Task goal:
Restate the entries below exactly. Images are not part of the copy.

Top of Records shown

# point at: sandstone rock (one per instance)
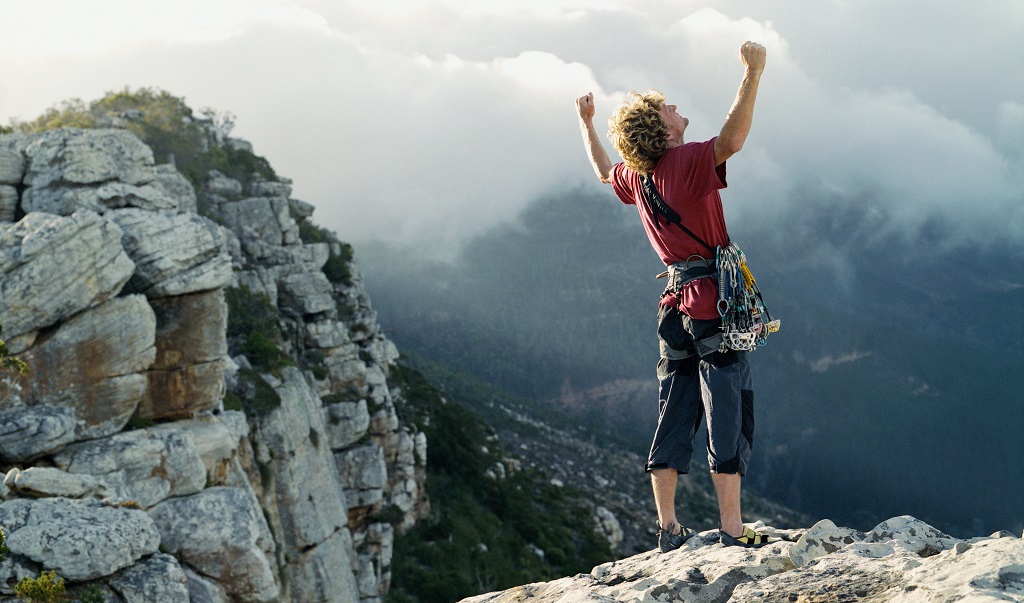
(221, 185)
(187, 375)
(912, 570)
(215, 531)
(215, 442)
(292, 441)
(822, 539)
(12, 158)
(47, 481)
(75, 169)
(606, 525)
(27, 433)
(176, 187)
(72, 156)
(145, 465)
(911, 533)
(345, 423)
(202, 590)
(269, 188)
(158, 577)
(80, 540)
(8, 203)
(174, 254)
(93, 362)
(306, 293)
(52, 267)
(364, 474)
(303, 209)
(323, 572)
(260, 219)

Bottom of Records shown

Solution to this exercise:
# point at: sandstone rock (one per instance)
(221, 185)
(187, 375)
(912, 570)
(215, 531)
(215, 442)
(292, 441)
(822, 539)
(12, 158)
(47, 481)
(75, 169)
(606, 525)
(27, 433)
(176, 187)
(72, 156)
(145, 465)
(911, 533)
(345, 423)
(202, 590)
(269, 188)
(158, 577)
(80, 540)
(8, 203)
(174, 254)
(93, 362)
(306, 293)
(52, 267)
(364, 474)
(303, 209)
(323, 572)
(260, 219)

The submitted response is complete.